◆ RECORDS
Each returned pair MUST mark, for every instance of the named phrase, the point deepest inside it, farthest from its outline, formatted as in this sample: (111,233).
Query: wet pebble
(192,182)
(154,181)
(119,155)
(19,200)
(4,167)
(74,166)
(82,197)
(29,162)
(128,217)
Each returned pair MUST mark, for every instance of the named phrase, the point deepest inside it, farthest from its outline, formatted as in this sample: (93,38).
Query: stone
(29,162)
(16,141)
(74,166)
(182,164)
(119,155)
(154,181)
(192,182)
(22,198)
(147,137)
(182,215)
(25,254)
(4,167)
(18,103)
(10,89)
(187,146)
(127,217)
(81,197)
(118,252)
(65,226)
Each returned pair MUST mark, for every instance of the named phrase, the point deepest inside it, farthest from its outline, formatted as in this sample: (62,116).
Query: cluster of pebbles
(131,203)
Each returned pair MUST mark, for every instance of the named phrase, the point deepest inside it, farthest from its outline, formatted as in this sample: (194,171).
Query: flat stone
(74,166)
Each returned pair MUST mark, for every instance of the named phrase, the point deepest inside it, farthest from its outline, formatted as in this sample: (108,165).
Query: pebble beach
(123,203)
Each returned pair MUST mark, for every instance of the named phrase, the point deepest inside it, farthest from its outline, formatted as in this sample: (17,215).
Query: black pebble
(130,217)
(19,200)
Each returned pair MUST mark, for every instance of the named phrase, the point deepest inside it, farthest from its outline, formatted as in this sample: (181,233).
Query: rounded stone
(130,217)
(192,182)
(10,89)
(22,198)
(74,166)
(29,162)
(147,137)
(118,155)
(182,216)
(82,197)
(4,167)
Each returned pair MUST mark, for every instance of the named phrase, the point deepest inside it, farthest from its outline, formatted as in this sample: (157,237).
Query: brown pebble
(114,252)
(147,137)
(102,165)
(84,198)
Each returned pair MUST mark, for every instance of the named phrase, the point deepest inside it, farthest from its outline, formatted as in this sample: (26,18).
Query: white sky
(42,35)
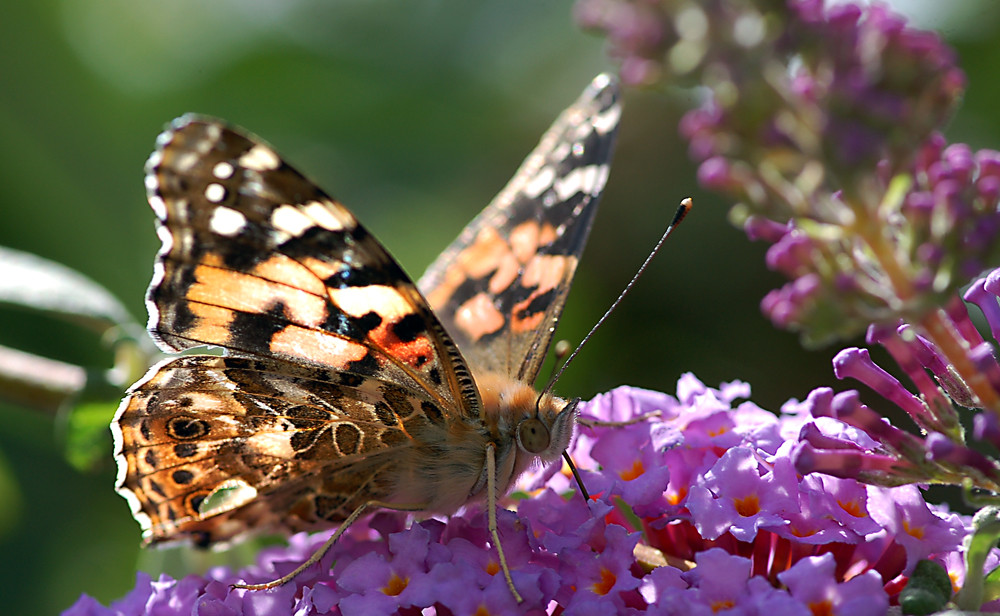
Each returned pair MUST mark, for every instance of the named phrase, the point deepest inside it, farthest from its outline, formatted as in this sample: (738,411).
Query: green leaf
(928,590)
(978,589)
(29,281)
(88,437)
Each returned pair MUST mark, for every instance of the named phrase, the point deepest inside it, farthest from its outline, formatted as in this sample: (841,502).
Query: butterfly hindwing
(500,287)
(258,260)
(213,446)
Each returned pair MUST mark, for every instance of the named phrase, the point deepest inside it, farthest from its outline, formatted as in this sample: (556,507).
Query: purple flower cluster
(821,122)
(935,365)
(697,511)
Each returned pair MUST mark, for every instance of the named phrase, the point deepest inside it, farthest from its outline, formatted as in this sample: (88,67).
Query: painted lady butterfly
(343,385)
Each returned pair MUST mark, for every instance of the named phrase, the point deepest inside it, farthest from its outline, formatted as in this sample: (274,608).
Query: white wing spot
(215,193)
(329,216)
(154,160)
(605,122)
(540,183)
(223,170)
(290,220)
(159,207)
(227,221)
(260,158)
(588,180)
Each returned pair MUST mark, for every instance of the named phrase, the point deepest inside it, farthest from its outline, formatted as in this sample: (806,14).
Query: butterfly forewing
(340,386)
(500,287)
(258,260)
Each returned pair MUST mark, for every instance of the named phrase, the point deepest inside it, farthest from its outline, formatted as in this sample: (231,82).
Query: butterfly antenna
(560,352)
(682,211)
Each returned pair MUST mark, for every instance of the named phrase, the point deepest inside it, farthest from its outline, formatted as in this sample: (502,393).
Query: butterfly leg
(323,549)
(491,472)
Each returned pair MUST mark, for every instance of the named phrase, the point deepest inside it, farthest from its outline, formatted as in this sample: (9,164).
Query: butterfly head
(547,433)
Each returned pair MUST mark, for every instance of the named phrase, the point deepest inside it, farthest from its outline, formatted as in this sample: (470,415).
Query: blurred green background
(413,114)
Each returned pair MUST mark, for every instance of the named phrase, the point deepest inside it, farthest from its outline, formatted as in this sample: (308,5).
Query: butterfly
(343,386)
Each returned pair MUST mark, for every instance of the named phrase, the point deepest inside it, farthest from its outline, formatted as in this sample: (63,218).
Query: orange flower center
(636,471)
(747,506)
(917,532)
(395,586)
(821,608)
(852,508)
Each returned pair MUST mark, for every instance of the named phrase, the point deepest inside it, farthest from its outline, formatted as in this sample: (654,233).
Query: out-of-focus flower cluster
(823,123)
(696,511)
(820,121)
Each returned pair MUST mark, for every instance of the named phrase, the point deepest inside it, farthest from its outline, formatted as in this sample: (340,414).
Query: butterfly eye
(533,436)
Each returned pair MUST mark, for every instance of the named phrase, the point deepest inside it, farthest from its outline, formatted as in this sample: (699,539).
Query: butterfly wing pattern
(501,285)
(339,384)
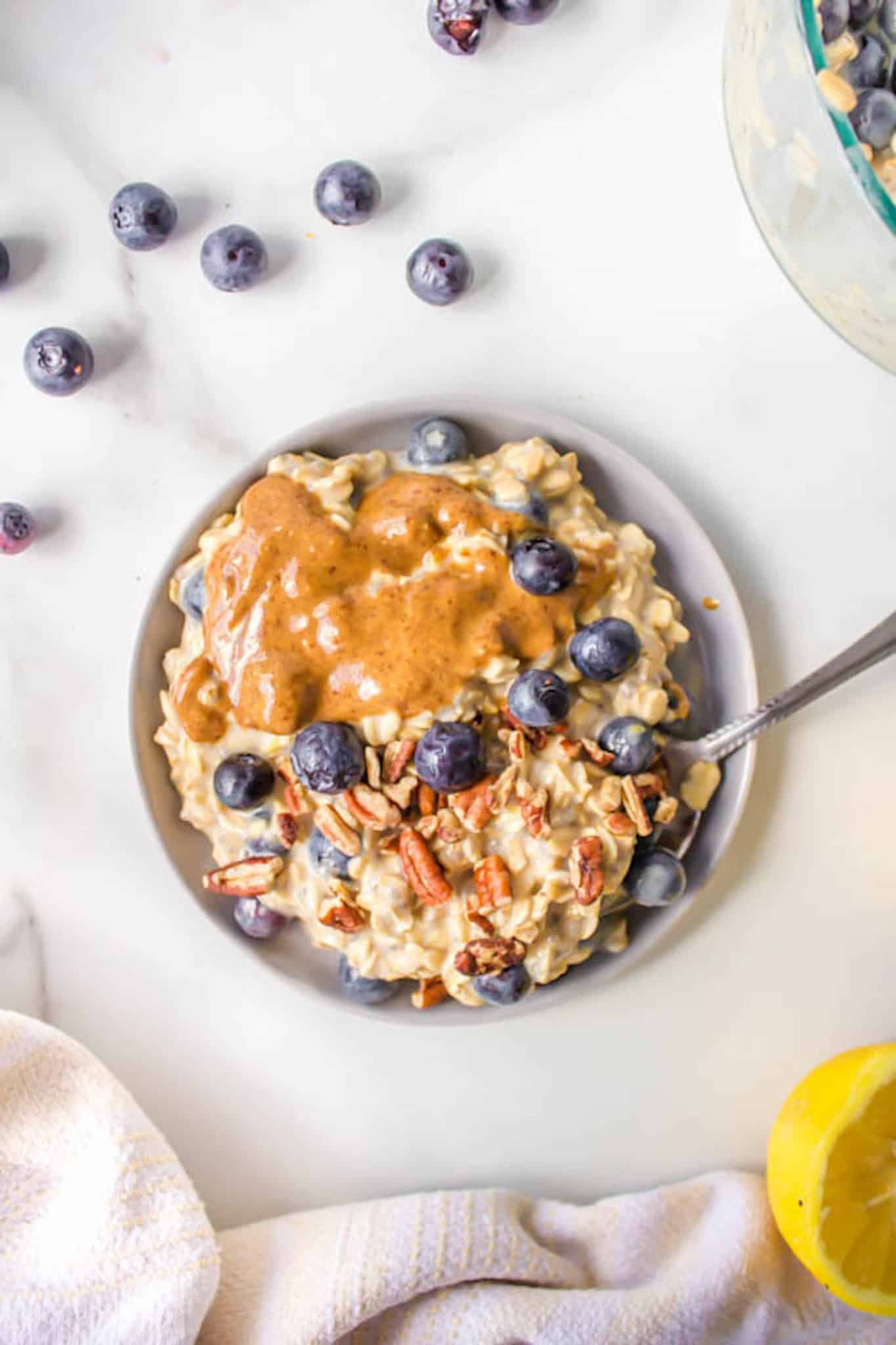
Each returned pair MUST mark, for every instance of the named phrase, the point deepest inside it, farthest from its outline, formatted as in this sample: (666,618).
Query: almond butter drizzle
(307,621)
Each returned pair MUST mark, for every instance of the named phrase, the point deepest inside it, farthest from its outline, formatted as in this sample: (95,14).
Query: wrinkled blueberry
(605,650)
(450,758)
(366,989)
(58,361)
(868,70)
(504,989)
(328,758)
(244,780)
(255,919)
(539,698)
(656,879)
(631,744)
(436,441)
(347,192)
(526,11)
(874,118)
(457,26)
(543,567)
(141,215)
(233,259)
(16,529)
(834,16)
(192,595)
(326,856)
(440,272)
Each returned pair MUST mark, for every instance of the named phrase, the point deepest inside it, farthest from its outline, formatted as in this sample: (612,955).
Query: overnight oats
(418,704)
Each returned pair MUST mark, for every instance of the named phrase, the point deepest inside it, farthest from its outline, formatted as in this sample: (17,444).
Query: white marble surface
(585,164)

◆ TO DO
Leaving pictures aside, write out each record above exactly as given.

◆ ANSWER FOR THIS EXERCISE
Each returned pair MUST mark, for every instance of the named phrase, the point deepest inside it, farthest from its outline, formatted as in this sample: (111,233).
Query: wet pebble
(192,182)
(154,181)
(119,155)
(19,200)
(4,167)
(74,166)
(82,197)
(29,162)
(128,217)
Each returned pair MUST mark, for every instance of the named phrase, the point deepest inside it, farthest from its outline, formatted as in this sample: (93,38).
Query: stone
(29,162)
(16,141)
(74,166)
(182,164)
(119,155)
(154,181)
(192,182)
(22,198)
(147,137)
(182,215)
(25,254)
(4,167)
(18,103)
(10,89)
(187,146)
(127,217)
(81,197)
(118,252)
(65,226)
Each returned pair MUST mark, for every instance of the named phrase, the point deepest inside it, farthest from its outline, formatted as in this sample: (62,116).
Query: cluster of pebbles
(131,203)
Each returned pair MUST mark, for every instance of the named phrase, the point deepest inside it, farthest from its outline, formatted as in this sample: (194,171).
Query: flat stone
(74,166)
Each returned pair MUST mark, for every instance of the named phrase, the point deepest inside it, farthest from its outline, formatted as in this sample: (108,165).
Query: pebble beach
(123,203)
Each returned pair MUST mark, for every instance of the named phrase, the point deepest inside it, farthest from its outline, formatted as in this sample: (17,215).
Query: black pebble
(130,217)
(19,200)
Each returned pair MUST mark, for every instance of the named phrase, the point deepest inside it, farthest from its outline, formatted as in this sample: (181,233).
Query: rounded stone
(130,217)
(192,182)
(10,89)
(22,198)
(74,166)
(29,162)
(147,137)
(118,155)
(182,216)
(82,197)
(4,167)
Each returned pair MUST mark, for every instance of the named phrase, the point deepest inside it, farthest from its outline, formatted as in this sample: (157,237).
Query: brown pebble
(114,252)
(147,137)
(102,165)
(84,198)
Each returned pair MUST mark, for every instance of the named phrase, the point deepest inside it, farthest from its outline, formatted as in this sample: (26,18).
Query: white sky
(42,35)
Each returned pair MUST mark, for every instance of the named phrase, the point deepest inside it, farthest from its outline, formatted as in this sample: (738,411).
Query: green leaf
(928,590)
(978,589)
(29,281)
(88,437)
Each returned pair MUST mark, for every instance of the named phrase, the point deepest inside it, farthest from its outline, formatted as in this sample: (841,502).
Query: butterfly hindwing
(500,287)
(258,260)
(213,446)
Each returned pair MUST mark, for every instance of the named phrase, the point deepest inside it, farthest from its outline, formatted as in this sample: (556,507).
Query: purple flower cluster
(821,122)
(935,365)
(697,511)
Each returned pair MUST mark, for every instance of the named phrase, the point deepest inside it, farthest from its outline, formatted as in this sample: (88,67).
Query: painted lady butterfly
(343,385)
Each returned pair MUST mark, for every instance of the named phrase, the point deepest inside it, farthest from its outline, formatted as in this sample: (274,608).
Query: white wing spot
(215,193)
(329,216)
(154,160)
(605,122)
(540,183)
(223,170)
(290,220)
(159,207)
(227,221)
(260,158)
(588,180)
Each returned pair MUST mark, for every instance of the named phrase, the point deepest inside it, farthest from its outline, formatted as in this sample: (806,14).
Query: butterfly forewing
(340,386)
(500,287)
(258,260)
Each returned pair MUST mark, for every instance of the named phrase, the point deepest inside it, farthest from its outline, formatted as in this sample: (231,82).
Query: butterfly antenna
(560,352)
(682,211)
Each returned pair MUST mark, for every instance of the named phrase, the point deepest inside it, farthest from its outline, formatted as in this sample: (502,393).
Query: butterfly leg
(323,549)
(491,472)
Each returned pair MUST mark, for every instance of the named phrase, the point deepest inside it, farthest from its outline, formatted as in this sample: (9,164).
Query: butterfly head
(547,433)
Each returned pair MUST mark, for every instance of the named phrase, the point deepest inside it, farthest from its outline, formatted as in this sample: (470,415).
Query: blurred green background
(413,114)
Each returned pair MUST mark, for every instance of the named phrase, the point deepest inside it, farthest from its outline, formatted as in this sample: (308,5).
Query: butterfly
(343,386)
Each returned pair MUST mark, for every instance of the named phrase, the point deepest inside it, farthest from its outline, formatted as in this sample: (63,218).
Query: orange flower center
(636,471)
(747,506)
(917,532)
(395,586)
(821,608)
(852,508)
Each returned pair MUST mark, for every instance of the named phrase, the point deepest inside it, farthest from its outline, formatted as in this sample: (654,233).
Query: out-of-focus flower cluster
(823,123)
(696,511)
(820,121)
Each returned pair MUST mark, for every instance of the named phrase, the point deepest inside it, farthest from its outline, formatted as in this sample: (340,414).
Query: butterfly eye
(533,436)
Each returned pair MUST mark, for every instance of the named phrase, the point deepest inside it, farthest from its outline, formatted as in this sample: (699,539).
Query: butterfly wing pattern
(501,285)
(339,384)
Each returned pair MUST mark, for every instance of the named phrase, the point deepest inside it, farthest from its outline, formatted as in this sample: (666,618).
Query: almond butter drizzle
(307,621)
Each returned pair MUST mark, for every instance of the named phrase, the point deepest inside it, farthest from its outline, formatted as in this sample: (95,14).
Query: wrinkled blueberry
(605,650)
(450,758)
(366,989)
(58,361)
(868,70)
(504,989)
(328,758)
(244,780)
(255,919)
(539,698)
(656,879)
(631,744)
(436,441)
(347,192)
(526,11)
(874,118)
(457,26)
(543,567)
(141,215)
(233,259)
(16,529)
(834,16)
(192,595)
(326,856)
(440,272)
Each returned pair MUST mark, for every instance of the named phrase, the point deepest inside it, farthest from its outline, formatted as in this sample: (612,955).
Query: overnight oats
(418,704)
Each returned pair MUST mark, for every instance of the named phrase, the point deepest inside it, farthest from its outline, formatted as in this sample: (17,444).
Query: white marble surface
(585,164)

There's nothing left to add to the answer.